→ TASK GOAL: Could you filter the material and copy every line where the word "wooden" occurs?

→ PROVIDED INFORMATION:
-- Opening Marker --
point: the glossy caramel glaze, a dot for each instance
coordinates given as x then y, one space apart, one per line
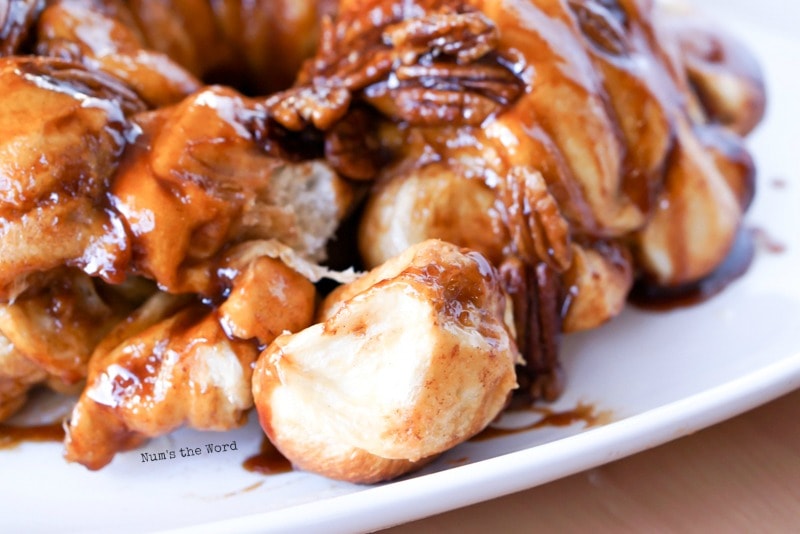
157 234
570 123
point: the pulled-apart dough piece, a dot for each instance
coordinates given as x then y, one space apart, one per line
411 360
173 368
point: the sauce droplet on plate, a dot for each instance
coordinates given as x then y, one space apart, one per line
583 413
11 435
268 461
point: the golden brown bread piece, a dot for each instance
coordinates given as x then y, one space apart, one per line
408 361
567 124
575 144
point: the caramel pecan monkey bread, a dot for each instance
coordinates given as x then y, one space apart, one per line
182 180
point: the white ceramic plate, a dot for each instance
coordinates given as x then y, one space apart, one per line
659 375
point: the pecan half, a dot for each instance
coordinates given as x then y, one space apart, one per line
419 66
603 22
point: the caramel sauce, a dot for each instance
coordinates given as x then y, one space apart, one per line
766 242
652 297
582 413
268 461
11 435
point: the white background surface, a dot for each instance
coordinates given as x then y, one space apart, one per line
661 375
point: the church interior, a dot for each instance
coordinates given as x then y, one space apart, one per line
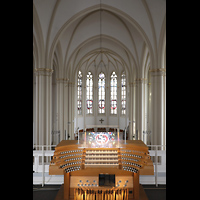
99 94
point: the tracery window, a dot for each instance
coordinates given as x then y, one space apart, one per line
123 93
79 91
89 93
101 92
113 93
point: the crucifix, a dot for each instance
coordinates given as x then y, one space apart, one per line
101 120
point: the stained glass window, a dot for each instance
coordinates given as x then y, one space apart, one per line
123 93
89 93
113 93
101 92
79 95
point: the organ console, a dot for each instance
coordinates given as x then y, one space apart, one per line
101 172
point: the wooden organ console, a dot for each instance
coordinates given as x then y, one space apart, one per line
101 173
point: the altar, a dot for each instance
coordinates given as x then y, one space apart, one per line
101 166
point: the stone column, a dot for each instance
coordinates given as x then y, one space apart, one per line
60 106
157 106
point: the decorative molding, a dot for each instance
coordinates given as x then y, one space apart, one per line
158 70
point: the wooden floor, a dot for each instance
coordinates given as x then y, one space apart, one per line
60 194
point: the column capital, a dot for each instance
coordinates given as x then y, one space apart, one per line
43 71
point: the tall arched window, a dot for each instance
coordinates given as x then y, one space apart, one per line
79 93
113 93
101 92
89 93
123 93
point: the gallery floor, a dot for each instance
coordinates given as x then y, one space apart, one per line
48 192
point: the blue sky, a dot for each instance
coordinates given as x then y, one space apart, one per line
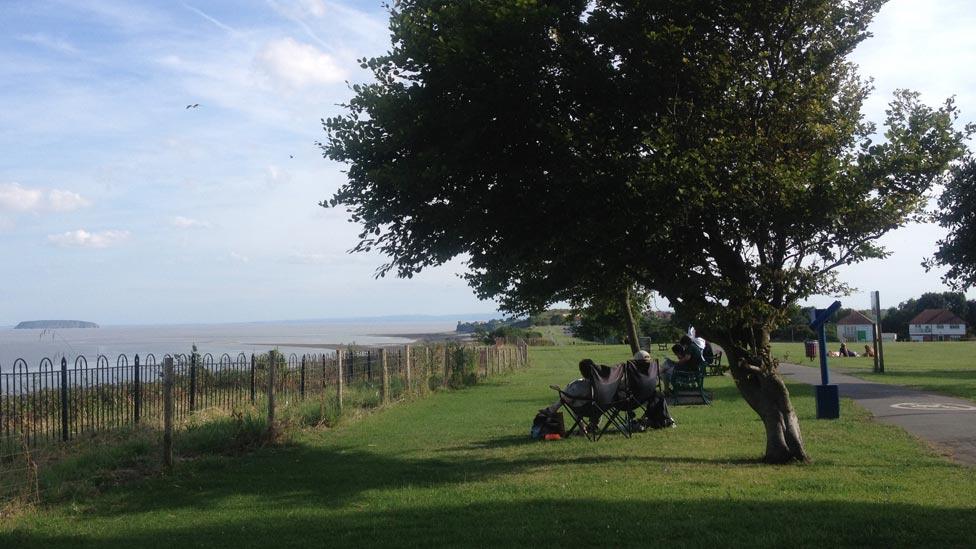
-- Closing Marker --
→ ANSWER AREA:
point: the wooden organ console, a dot for each instance
point: the wooden floor, a dot for each instance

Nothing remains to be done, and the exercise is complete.